+++ DATASET RECORDS

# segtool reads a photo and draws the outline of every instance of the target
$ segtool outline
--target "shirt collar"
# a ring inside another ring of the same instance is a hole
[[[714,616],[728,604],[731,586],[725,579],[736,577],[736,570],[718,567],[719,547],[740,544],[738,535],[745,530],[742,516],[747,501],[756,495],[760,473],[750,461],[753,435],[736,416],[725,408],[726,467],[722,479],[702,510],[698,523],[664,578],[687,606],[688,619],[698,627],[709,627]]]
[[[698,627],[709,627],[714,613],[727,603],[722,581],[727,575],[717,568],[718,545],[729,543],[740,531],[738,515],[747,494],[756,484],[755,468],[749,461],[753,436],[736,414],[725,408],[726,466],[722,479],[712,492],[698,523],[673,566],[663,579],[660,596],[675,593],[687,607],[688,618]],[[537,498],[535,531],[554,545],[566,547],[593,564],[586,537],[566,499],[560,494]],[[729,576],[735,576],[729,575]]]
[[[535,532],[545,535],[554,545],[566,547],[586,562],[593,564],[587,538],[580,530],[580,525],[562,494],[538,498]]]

++++++

YOUR INSTRUCTIONS => A full, exact repeat of the entries above is required.

EXPECTED ANSWER =>
# segtool reads a photo and draws the outline of every instance of the target
$ segtool outline
--target "shirt collar"
# a ring inside another ring of the same instance is a hole
[[[714,616],[728,604],[731,586],[725,579],[736,577],[736,570],[718,567],[719,547],[740,544],[738,535],[745,530],[742,516],[747,501],[756,495],[760,473],[750,461],[753,435],[736,416],[725,408],[726,467],[722,479],[702,510],[698,523],[664,578],[687,606],[688,619],[698,627],[709,627]]]
[[[698,627],[709,627],[714,613],[727,603],[722,581],[727,575],[717,568],[718,545],[729,543],[740,531],[738,515],[747,494],[756,484],[755,468],[749,461],[753,436],[736,414],[725,408],[726,466],[722,479],[712,492],[698,523],[673,566],[663,579],[660,596],[675,593],[687,607],[688,618]],[[537,498],[535,531],[554,545],[566,547],[593,564],[586,537],[566,499],[560,494]],[[729,576],[735,576],[729,575]]]
[[[535,532],[545,535],[554,545],[566,547],[586,562],[593,564],[587,538],[580,530],[580,525],[562,494],[538,498]]]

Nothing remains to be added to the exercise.